**Excerpt provided**
########################################
Inside the room, police found Spelar, who, at the time, had a clinic in Milton, West Virginia called Prometheus Mentis Psych PLLC, and his girlfriend, Melissa H. Jones, 39, of Ashland, Kentucky.

Police said that the pill bottles were from Florida, Kentucky, West Virginia and Ohio and were not in the name of either Spelar or Jones. Other items included marijuana, a powder that field-tested positive for cocaine, drug paraphernalia like digital scales, new and used syringes, a steel straw and a water pipe.

Spelar and Jones were arrested on 14 counts each including possession of drugs, trafficking in drugs, and child endangerment. The U.S. Drug Enforcement Administration and the West Virginia Board of Medicine were notified about the situation.

Spelar was later released from the Lawrence County Jail after being assaulted by another inmate.

He was released on a medical, own recognizance bond and was required to turn himself back into the jail after he recovered.

He did not.

Ironton Police looked for him in Milton, West Virginia after they heard he might be operating out of his clinic. Eventually, they found him in Catlettsburg, Kentucky at the house of his girlfriend’s mother.

Spelar later had a trial in the Common Pleas Court of Judge Charles Cooper. In October 2017, Spelar was found guilty of two counts of fifth-degree felony possession of drugs and sentenced to four years of community control with intensive supervision until 2021. He was also required to successfully complete a drug treatment program.

His supervision was transferred to Boyd County, Kentucky, since he was living there.
########################################
**Exercise data**
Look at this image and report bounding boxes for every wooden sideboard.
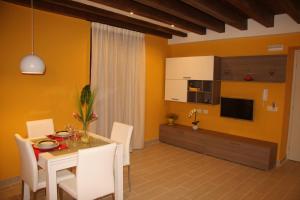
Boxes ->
[159,125,277,170]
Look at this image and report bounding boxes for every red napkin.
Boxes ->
[32,135,68,160]
[47,135,64,142]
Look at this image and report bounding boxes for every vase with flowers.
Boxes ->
[188,108,200,130]
[73,85,98,143]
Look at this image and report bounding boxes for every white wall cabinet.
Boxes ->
[165,56,220,104]
[166,56,220,80]
[165,80,187,102]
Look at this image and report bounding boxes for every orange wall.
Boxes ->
[145,35,167,141]
[0,2,90,180]
[167,33,300,160]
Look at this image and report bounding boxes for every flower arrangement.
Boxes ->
[73,85,98,142]
[166,113,178,125]
[188,108,200,126]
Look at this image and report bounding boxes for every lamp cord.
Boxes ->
[31,0,34,55]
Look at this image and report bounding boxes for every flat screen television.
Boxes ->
[220,97,253,120]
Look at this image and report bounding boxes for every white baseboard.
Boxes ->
[276,156,287,167]
[0,176,21,188]
[144,138,159,147]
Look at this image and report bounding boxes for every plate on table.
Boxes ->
[55,131,72,138]
[34,139,59,150]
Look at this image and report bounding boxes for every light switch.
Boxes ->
[203,109,208,115]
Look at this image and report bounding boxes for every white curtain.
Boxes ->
[91,23,145,148]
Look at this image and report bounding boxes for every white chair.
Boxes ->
[110,122,133,191]
[15,134,75,199]
[58,143,116,200]
[26,119,55,137]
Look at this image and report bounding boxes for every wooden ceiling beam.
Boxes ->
[5,0,187,39]
[91,0,206,35]
[275,0,300,24]
[134,0,225,33]
[181,0,247,30]
[226,0,274,27]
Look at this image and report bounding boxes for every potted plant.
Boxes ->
[188,108,200,130]
[167,113,178,125]
[73,85,98,143]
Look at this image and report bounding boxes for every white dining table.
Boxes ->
[23,132,123,200]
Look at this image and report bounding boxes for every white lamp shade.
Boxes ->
[20,54,45,74]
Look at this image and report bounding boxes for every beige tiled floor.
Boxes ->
[0,143,300,200]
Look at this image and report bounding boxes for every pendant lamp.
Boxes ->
[20,0,45,74]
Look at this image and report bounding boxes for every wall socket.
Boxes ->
[267,102,278,112]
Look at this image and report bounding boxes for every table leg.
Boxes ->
[114,144,123,200]
[46,163,57,200]
[22,182,30,200]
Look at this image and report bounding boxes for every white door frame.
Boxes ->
[287,49,300,159]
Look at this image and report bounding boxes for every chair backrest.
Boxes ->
[76,143,116,200]
[26,119,55,137]
[110,122,133,166]
[15,134,38,192]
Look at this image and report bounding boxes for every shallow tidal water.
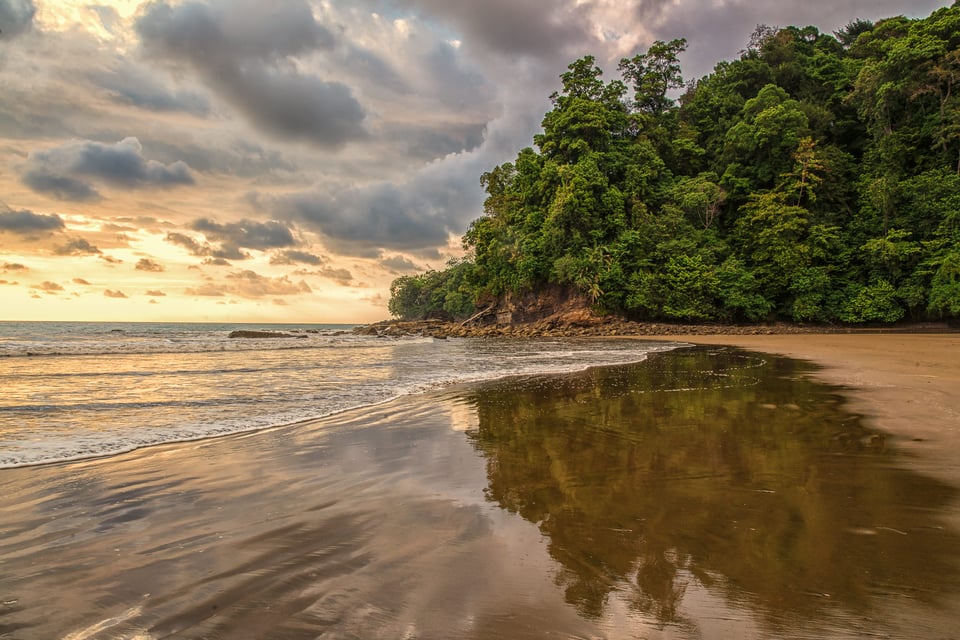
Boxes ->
[0,348,960,640]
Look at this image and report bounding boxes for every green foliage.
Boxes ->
########################################
**Explore the material**
- 1) Please list the states the pill bottles came from, according to the account of Spelar's arrest.
- 2) Continue the account of Spelar's arrest and conviction from its last sentence.

**Answers to the exercise**
- 1) Florida, Kentucky, West Virginia, Ohio

- 2)
In April 2019, the U.S. District for the Southern District of West Virginia indicted Spelar on 10 counts for allegedly distributing Schedule II narcotics beyond the bounds of his medical practice to a single patient between October 2016 and April 2017.

The indictment said the prescriptions included dextroamphetamine, methylphenidate, and amphetamine salt, to a patient who did not have a medical need for the drugs and whom the doctor never examined.

He was one among 31 doctors, seven pharmacists, eight nurse practitioners and seven other licensed medical professionals, for their alleged participation in the illegal prescribing and distributing of opioids and other dangerous narcotics and for health care fraud schemes. According to the Department of Health and Human Services Office of Inspector General, the charges involve over 350,000 prescriptions for controlled substances and over 32 million pills in West Virginia, Ohio, Kentucky, Alabama and Tennessee.

In August 2019, Spelar pleaded guilty to one of the counts in the federal indictment for issuing an illegally prescribing a Schedule II prescription drug. He will be sentenced on Dec. 9.

Spelar was initially licensed in West Virginia in May 2013. Since August 2017, he has been prohibited from practicing medicine by the West Virginia Board of Medicine after the board became aware of his situation in Ironton.

After pleading guilty to the federal charge, the board revoked Spelar’s license to practice medicine. The files on Spelar’s case will be kept by the board indefinitely.